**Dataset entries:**
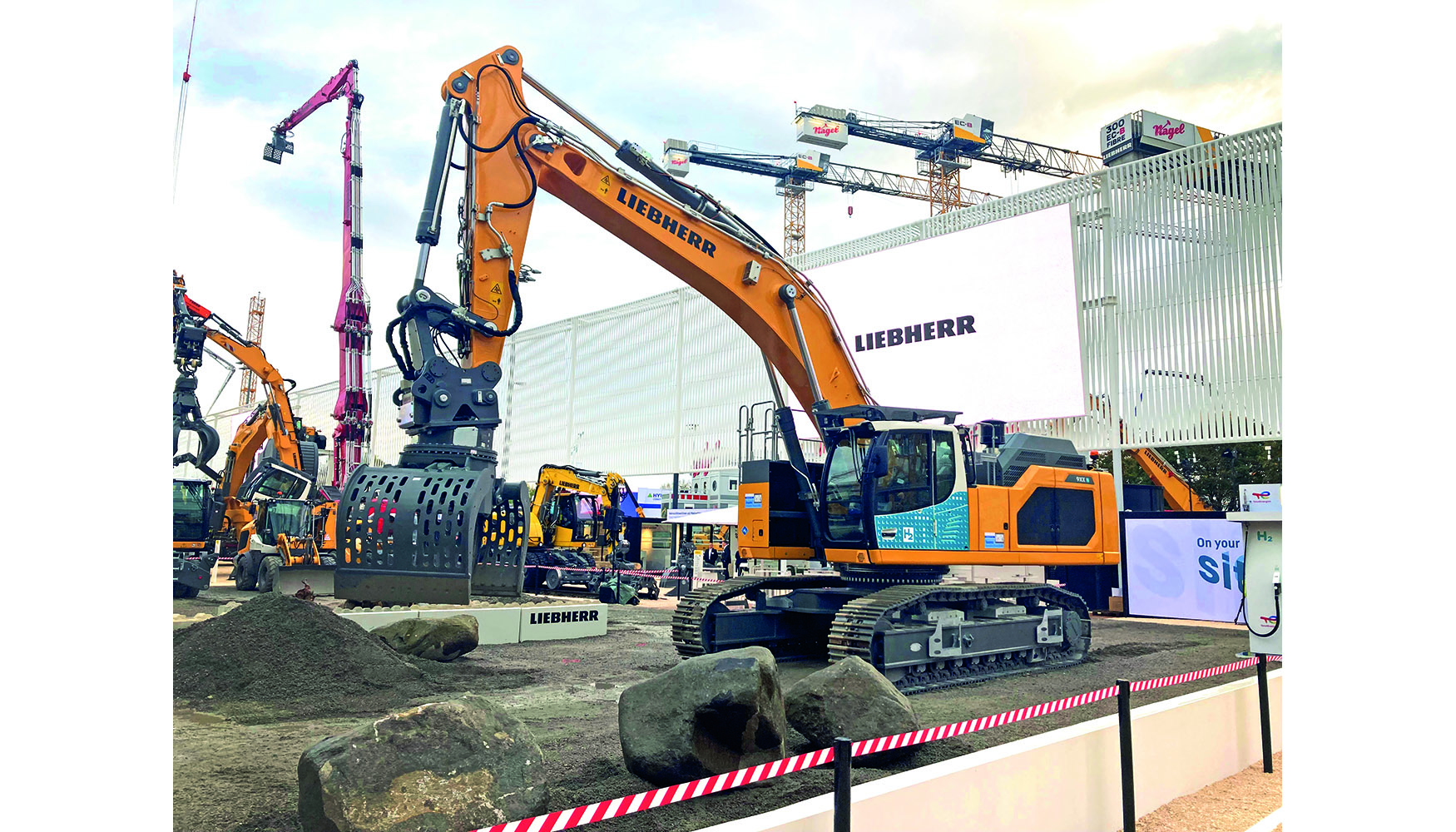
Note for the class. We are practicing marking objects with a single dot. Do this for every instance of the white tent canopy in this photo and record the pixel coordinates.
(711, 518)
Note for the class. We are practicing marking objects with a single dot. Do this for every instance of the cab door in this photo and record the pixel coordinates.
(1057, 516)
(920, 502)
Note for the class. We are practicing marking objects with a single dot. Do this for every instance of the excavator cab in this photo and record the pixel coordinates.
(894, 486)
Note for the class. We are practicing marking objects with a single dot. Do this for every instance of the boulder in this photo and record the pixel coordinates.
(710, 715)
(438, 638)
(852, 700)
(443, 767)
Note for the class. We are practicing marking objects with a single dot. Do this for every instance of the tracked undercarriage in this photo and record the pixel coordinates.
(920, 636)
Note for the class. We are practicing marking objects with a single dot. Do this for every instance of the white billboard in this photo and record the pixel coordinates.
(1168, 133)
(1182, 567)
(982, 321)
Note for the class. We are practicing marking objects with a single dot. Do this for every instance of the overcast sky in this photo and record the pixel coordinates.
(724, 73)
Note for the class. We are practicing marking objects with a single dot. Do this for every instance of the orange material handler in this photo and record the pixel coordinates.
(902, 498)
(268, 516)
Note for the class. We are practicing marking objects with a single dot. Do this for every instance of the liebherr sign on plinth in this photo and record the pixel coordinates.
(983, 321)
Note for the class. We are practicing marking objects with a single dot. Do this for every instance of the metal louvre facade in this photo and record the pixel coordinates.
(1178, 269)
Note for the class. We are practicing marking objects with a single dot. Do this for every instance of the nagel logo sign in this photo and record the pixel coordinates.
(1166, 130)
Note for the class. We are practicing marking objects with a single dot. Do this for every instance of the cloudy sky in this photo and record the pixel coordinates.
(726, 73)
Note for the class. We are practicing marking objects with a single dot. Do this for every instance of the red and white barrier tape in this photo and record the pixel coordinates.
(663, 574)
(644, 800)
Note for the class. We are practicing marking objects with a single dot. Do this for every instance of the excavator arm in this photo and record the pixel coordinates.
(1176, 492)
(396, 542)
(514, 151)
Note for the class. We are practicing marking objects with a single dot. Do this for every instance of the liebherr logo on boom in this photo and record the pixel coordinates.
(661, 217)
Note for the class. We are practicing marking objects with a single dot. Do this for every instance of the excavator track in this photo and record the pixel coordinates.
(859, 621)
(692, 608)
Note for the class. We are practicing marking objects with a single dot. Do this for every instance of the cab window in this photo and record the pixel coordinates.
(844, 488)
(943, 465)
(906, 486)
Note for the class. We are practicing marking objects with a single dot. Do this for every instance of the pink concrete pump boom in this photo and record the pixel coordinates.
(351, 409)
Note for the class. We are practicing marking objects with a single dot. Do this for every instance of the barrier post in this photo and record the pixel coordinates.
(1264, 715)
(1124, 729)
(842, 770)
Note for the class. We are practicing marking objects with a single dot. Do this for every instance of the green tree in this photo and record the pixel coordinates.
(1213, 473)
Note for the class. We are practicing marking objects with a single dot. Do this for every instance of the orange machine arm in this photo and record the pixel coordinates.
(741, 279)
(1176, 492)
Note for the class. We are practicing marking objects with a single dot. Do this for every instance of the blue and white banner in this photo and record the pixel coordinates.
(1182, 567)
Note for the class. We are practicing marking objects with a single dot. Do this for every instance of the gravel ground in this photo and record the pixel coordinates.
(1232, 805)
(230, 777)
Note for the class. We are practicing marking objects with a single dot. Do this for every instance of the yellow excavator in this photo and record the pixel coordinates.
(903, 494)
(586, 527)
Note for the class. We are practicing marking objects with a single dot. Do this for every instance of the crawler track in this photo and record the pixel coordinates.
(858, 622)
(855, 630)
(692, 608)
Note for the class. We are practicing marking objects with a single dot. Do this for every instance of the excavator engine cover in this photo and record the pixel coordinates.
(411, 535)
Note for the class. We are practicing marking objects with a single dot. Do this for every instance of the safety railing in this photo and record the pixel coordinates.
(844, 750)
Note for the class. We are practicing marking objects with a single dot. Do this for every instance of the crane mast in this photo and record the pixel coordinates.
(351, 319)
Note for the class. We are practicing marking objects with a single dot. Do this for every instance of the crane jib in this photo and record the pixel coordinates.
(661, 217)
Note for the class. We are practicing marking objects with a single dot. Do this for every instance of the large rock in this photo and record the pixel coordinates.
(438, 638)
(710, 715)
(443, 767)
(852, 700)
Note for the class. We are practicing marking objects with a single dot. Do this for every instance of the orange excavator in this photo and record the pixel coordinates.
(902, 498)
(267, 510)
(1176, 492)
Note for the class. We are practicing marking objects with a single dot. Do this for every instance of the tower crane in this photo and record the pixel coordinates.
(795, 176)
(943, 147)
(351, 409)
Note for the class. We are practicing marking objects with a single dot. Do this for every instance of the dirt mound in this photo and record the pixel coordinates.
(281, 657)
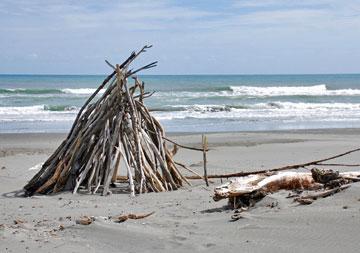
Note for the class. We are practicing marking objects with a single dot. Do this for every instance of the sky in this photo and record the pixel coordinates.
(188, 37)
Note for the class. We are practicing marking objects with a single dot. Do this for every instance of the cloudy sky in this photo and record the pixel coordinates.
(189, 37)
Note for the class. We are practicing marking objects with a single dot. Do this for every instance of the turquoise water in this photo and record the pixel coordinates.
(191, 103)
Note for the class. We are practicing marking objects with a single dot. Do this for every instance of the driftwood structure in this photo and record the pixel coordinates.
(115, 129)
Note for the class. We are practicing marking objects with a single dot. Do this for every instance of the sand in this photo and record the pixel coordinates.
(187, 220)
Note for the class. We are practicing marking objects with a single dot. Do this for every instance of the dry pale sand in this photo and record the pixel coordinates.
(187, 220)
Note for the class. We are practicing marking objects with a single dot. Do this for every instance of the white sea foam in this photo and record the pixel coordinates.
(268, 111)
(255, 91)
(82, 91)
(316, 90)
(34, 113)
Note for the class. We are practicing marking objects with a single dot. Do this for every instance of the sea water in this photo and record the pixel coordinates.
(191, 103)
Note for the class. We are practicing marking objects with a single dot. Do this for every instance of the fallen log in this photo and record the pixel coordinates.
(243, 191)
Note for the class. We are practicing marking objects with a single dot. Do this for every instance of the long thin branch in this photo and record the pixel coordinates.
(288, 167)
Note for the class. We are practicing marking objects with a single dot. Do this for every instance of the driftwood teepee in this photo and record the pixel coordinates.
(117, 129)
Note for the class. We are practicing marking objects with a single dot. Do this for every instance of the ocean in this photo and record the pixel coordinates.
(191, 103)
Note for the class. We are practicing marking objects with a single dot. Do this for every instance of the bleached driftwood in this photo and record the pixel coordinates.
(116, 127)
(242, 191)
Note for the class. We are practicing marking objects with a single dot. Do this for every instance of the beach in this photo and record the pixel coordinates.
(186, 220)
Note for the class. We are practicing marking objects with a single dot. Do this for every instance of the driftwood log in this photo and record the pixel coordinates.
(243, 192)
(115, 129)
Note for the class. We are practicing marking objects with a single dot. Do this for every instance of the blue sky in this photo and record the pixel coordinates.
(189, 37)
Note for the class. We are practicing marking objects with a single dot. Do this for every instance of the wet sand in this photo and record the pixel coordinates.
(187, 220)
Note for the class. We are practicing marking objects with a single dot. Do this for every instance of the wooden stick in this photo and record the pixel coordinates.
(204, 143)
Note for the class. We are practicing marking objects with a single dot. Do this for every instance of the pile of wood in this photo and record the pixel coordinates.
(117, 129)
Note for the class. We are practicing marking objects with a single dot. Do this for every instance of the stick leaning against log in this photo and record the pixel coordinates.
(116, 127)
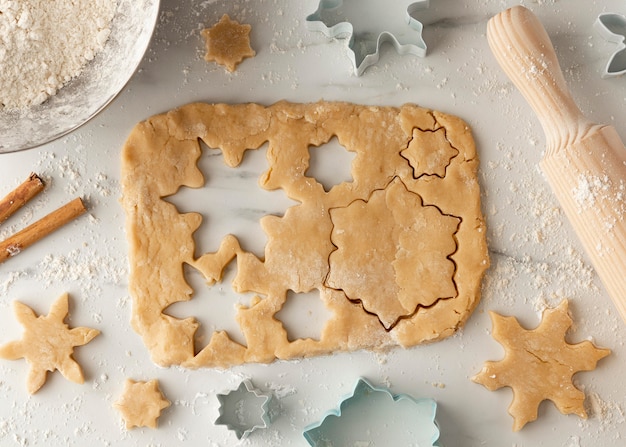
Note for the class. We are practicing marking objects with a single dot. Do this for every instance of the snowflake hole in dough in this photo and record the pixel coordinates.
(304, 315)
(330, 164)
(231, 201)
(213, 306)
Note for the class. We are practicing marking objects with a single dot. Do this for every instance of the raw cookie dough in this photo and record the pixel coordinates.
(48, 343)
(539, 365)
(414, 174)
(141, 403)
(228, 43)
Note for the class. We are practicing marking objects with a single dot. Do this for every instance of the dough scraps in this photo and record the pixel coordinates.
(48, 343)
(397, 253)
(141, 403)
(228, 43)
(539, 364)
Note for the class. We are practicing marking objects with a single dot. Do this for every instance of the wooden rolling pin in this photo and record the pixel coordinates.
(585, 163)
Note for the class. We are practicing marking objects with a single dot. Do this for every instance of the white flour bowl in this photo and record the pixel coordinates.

---

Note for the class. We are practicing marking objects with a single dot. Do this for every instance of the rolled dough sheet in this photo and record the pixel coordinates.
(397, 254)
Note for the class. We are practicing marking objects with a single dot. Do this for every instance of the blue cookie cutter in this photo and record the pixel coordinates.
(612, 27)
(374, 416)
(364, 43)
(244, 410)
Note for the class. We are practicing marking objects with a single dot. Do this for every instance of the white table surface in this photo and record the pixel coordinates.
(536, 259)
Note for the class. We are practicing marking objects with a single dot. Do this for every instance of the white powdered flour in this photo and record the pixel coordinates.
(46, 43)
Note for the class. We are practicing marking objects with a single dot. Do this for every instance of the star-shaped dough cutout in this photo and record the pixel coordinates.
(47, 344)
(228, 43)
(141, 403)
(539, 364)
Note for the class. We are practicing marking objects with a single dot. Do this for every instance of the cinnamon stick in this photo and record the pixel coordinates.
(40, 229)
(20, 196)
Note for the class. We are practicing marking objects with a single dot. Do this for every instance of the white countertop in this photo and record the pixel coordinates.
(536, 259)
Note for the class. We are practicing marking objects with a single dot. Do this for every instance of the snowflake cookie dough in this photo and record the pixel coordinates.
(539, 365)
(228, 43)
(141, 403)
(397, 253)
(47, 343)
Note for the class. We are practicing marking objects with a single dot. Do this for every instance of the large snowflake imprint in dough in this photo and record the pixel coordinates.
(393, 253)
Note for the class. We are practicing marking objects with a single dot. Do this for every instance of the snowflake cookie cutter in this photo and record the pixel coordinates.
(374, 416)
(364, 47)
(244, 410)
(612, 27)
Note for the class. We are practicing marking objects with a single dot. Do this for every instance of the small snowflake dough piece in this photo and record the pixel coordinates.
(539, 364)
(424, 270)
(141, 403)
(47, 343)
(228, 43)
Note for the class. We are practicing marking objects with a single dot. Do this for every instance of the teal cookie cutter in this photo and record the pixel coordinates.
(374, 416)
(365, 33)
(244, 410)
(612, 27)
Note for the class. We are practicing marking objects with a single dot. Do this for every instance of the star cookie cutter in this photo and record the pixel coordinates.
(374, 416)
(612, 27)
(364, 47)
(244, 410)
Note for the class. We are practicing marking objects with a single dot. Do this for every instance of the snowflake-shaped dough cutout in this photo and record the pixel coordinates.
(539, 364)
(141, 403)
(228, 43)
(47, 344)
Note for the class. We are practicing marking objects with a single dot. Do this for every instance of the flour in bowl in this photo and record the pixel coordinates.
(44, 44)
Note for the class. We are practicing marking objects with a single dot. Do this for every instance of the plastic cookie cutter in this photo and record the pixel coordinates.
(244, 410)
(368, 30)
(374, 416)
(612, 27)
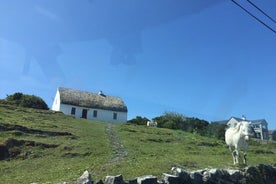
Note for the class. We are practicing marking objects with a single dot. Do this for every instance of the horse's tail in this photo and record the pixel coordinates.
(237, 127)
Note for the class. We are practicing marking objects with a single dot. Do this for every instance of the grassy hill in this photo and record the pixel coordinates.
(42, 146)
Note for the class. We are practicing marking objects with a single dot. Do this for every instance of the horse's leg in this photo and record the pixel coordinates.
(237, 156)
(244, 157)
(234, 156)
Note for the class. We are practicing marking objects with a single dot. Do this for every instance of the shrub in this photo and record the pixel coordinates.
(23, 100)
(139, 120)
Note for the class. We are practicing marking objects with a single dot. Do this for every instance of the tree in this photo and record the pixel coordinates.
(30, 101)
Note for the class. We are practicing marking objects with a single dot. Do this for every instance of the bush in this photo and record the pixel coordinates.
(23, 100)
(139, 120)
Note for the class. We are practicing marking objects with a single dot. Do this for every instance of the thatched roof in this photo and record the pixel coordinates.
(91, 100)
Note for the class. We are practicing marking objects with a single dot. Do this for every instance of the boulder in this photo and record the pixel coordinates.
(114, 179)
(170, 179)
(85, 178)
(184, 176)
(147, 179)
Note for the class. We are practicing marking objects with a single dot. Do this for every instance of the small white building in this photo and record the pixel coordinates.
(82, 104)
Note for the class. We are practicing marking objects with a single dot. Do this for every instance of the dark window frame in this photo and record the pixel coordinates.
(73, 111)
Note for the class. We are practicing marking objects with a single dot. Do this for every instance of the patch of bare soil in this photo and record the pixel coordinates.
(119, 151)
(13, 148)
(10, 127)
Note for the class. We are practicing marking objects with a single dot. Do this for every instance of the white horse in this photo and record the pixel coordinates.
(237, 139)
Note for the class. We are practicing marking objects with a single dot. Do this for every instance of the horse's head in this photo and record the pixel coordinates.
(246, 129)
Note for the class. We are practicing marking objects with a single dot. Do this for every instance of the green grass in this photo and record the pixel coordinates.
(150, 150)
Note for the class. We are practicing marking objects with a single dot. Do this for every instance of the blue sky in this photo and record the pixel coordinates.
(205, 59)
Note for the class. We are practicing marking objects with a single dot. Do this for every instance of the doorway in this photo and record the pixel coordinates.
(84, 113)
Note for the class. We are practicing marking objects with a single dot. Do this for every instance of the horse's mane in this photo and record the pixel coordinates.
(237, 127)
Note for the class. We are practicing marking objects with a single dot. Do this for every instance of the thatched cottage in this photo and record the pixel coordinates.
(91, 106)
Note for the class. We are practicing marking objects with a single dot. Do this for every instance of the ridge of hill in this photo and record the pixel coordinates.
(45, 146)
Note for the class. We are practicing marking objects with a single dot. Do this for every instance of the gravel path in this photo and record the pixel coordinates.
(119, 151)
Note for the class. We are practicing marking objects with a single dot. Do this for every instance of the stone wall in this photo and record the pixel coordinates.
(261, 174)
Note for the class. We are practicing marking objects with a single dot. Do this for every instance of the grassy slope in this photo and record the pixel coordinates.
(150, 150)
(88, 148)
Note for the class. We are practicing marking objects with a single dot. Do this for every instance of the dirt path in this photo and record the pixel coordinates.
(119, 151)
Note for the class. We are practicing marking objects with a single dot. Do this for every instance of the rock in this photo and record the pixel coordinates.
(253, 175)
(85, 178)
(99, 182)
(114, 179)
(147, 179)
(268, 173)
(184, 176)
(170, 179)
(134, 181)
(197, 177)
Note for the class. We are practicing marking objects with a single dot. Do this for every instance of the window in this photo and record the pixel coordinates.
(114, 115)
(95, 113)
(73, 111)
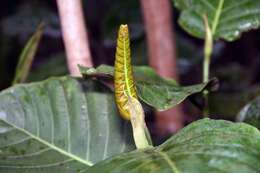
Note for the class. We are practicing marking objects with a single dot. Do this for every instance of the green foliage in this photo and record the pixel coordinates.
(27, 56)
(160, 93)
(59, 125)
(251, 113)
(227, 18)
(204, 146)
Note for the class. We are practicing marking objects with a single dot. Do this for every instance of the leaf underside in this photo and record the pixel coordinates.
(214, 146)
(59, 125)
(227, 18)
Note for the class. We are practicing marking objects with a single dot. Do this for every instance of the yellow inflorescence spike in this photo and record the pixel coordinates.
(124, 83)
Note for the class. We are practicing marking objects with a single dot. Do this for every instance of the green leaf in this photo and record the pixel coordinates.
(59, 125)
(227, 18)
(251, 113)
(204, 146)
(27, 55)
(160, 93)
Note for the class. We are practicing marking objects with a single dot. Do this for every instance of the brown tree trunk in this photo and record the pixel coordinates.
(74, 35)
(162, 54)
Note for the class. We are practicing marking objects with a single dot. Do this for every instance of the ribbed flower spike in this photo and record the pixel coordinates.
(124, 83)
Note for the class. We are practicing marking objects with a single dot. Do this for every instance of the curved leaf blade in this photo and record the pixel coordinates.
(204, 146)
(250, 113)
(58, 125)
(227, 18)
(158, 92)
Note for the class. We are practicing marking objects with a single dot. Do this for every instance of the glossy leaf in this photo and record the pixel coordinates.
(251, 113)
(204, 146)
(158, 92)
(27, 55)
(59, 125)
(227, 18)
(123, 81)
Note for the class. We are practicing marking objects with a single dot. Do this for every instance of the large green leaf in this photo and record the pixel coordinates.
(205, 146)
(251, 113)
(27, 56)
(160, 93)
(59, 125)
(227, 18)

--

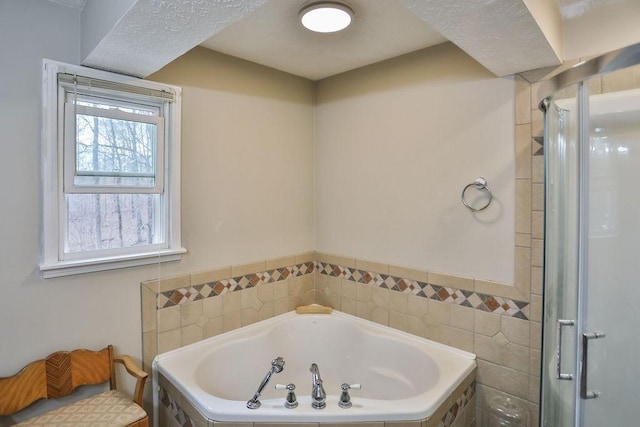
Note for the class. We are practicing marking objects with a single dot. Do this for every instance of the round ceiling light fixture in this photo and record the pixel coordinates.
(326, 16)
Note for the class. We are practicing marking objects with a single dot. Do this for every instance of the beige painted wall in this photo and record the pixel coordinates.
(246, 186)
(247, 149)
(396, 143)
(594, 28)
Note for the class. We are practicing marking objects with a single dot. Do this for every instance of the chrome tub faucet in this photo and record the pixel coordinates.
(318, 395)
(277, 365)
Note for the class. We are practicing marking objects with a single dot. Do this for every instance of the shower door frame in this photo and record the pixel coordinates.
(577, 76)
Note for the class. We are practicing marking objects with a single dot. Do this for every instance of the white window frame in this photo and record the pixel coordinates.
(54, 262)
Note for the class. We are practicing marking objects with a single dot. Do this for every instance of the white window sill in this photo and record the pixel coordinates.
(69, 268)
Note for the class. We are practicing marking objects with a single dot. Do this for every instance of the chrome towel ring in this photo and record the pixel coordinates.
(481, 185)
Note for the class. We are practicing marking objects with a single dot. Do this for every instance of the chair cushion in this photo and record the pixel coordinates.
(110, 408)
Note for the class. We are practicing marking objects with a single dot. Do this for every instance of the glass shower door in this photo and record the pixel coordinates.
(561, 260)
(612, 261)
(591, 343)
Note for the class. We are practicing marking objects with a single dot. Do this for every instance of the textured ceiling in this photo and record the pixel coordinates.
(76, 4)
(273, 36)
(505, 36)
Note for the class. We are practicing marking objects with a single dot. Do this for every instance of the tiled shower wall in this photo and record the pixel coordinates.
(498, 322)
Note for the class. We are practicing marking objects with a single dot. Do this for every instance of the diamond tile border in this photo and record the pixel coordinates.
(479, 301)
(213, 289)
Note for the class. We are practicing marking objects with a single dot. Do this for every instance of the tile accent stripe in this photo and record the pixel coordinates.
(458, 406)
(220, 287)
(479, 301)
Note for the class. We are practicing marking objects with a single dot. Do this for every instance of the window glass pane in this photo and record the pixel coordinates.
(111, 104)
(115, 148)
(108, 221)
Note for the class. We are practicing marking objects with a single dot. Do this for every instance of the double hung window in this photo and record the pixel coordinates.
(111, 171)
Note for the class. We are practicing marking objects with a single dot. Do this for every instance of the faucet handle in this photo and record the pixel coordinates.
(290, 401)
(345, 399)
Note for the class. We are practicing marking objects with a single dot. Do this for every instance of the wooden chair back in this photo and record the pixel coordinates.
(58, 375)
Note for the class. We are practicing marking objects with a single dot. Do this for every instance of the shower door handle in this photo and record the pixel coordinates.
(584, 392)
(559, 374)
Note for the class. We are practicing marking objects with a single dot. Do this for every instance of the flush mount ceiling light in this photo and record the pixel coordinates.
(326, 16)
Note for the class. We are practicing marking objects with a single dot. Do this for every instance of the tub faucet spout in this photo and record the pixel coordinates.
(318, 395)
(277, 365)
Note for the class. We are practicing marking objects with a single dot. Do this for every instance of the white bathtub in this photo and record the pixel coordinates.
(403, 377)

**DESCRIPTION OF THE TASK:**
Your task is to copy only the lines above starting at the one containing "of the stick" and ending at the one containing "the white flour". Copy them exactly, both ends included, and omit the pictures.

**TASK ANSWER:**
Note for the class. We are practicing marking objects with a single dot. Do this for every instance of the stick leaning against log in this photo and record the pixel coordinates.
(116, 127)
Note for the class. We are practicing marking objects with a single dot. Do this for every instance of the snowflake hole in dough in this photo and record the pixel coordinates.
(304, 315)
(330, 164)
(231, 201)
(213, 306)
Note for the class. We are practicing marking objects with a single dot. Do this for every instance of the raw cookie dough in this photo and record the pixel coordinates.
(48, 343)
(539, 365)
(414, 174)
(141, 403)
(228, 43)
Note for the class. We are practicing marking objects with a single dot. Do this for every instance of the dough scraps in this photo and record the pixel coordinates.
(48, 343)
(397, 253)
(141, 403)
(228, 43)
(539, 364)
Note for the class. We are practicing marking objects with a single dot. Do this for every instance of the wooden rolling pin in this photo and record the pixel coordinates.
(585, 163)
Note for the class. We are practicing marking objects with a single dot. Do this for every instance of the white flour bowl in this photo and record the pixel coordinates.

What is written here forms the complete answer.